(Supplied passage):
───

14. A treated hydrocarbon stream having reduced corrosion
capability comprising: at least one hydrocarbon, water, at least
one mineral acid, and a composition comprising at least one amine
having a pKa between 10.5 to 12, where the amine does not contain
oxygen.
15. The treated hydrocarbon stream of claim 14 where the at least
one amine has a normal boiling point greater than 95.degree. C.
16. The treated hydrocarbon stream of claim 14 where the at least
one amine is present in the treated hydrocarbon stream in an amount
at least an amount that is approximately stoichiometrically
functionally equivalent to the at least one mineral acid present in
the treated hydrocarbon stream.
17. The treated hydrocarbon stream of claim 14 where the at least
one amine is present in the treated hydrocarbon stream at a
concentration of from between about 0.1 to about 300 ppm.
18. The treated hydrocarbon stream of claim 14 where the stream is
selected from the group consisting of a desalted crude oil stream,
a distillation overhead stream and combinations thereof.
19. The treated hydrocarbon stream of claim 14 where the at least
one amine has a pKa between about 10.7 and about 11.4.
20. The treated hydrocarbon stream of claim 14 where the at least
one amine is selected from the group consisting of dimethylamine,
diethylamine, dipropylamine, diisopropylamine, di-n-butylamine,
diisobutylamine, di-sec-butylamine, di-tert-butylamine,
pyrrolidine, piperidine, and combinations thereof.
21. The treated hydrocarbon stream of claim 14 where the stream
further comprises a nitrogen-containing compound selected from the
group consisting of ammonia, a tramp amine, a residual amine, a
volatile and combinations thereof capable of forming at least one
corrosive salt with the at least one mineral acid, where the at
least one amine is different from the tramp amine, residual amine,
or volatile amine, and the amount of amine is greater than total
amount of nitrogen-containing compound to give a treated
stream.
22. The treated hydrocarbon stream of claim 21 where the pH of the
water of the treated hydrocarbon stream is about 5.5 to about 7.5.
Description
CROSS-REFERENCE TO RELATED APPLICATION
[0001] The present application claims the benefit of U.S.
Provisional Patent Application No. 61/421,018 filed Dec. 8,
2010.
TECHNICAL FIELD
[0002] The present invention relates to methods and compositions
for forming acid salts in hydrocarbon streams that are less
corrosive than those presently formed, and more particularly
relates, in one non-limiting embodiment, to methods and
compositions for using relatively strong amines to minimize
corrosion in systems containing hydrocarbon streams that include
water and mineral acids.
BACKGROUND
[0003] In the refining of petroleum products, such as crude oil,
hydrochloric acid is generated which can cause high corrosion rates
on the distillation unit metallurgy, including the overhead system.
Neutralizing amines are added to the overhead system to neutralize
the hydrochloric acid (HCl) and make it less corrosive. However,
excess amines can form salts that will also lead to corrosion.

───

(Directions):
a) In the patent text, what pKa range must the amine in claim 14 have?
b) Rewrite the patent text from "22. The treated" up to and including "benefit of U.S.", swapping "water" for "aqueous phase".

(Given records):
───

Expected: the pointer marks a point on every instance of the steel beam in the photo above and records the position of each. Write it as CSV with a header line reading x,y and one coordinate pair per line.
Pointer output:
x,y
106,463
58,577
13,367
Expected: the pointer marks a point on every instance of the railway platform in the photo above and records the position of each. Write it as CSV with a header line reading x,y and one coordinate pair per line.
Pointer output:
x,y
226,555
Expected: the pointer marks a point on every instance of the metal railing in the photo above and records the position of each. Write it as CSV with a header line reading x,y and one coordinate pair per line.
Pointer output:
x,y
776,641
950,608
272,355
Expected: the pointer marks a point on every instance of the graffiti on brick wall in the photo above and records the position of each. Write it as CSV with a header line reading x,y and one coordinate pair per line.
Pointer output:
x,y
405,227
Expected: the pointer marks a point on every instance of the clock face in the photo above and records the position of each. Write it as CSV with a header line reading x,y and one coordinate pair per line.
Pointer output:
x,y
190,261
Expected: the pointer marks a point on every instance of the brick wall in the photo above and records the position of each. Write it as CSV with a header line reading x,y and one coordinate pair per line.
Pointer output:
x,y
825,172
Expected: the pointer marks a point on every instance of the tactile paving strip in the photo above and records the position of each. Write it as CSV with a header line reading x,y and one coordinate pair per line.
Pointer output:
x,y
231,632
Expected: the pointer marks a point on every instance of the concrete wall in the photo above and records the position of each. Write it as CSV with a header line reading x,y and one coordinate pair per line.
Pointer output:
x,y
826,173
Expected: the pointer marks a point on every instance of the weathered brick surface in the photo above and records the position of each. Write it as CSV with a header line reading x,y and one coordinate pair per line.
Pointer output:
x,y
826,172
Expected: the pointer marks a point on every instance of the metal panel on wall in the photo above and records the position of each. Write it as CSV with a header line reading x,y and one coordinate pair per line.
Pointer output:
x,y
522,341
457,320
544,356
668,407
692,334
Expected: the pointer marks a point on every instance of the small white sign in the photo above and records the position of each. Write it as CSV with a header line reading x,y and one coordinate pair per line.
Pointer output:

───

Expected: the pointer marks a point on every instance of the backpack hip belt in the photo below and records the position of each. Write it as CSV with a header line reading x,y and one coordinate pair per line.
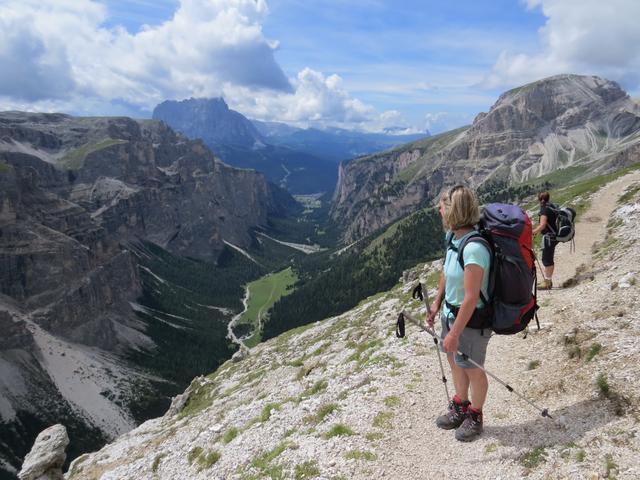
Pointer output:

───

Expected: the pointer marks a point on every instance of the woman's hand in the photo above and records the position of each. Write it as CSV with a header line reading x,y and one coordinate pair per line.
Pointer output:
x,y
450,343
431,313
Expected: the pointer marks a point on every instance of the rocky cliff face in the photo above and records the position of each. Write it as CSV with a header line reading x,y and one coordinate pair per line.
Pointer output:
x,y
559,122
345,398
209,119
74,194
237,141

───

(Solution set):
a) Between 10.5 and 12.

b)
22. The treated hydrocarbon stream of claim 21 where the pH of the
aqueous phase of the treated hydrocarbon stream is about 5.5 to about 7.5.
Description
CROSS-REFERENCE TO RELATED APPLICATION
[0001] The present application claims the benefit of U.S.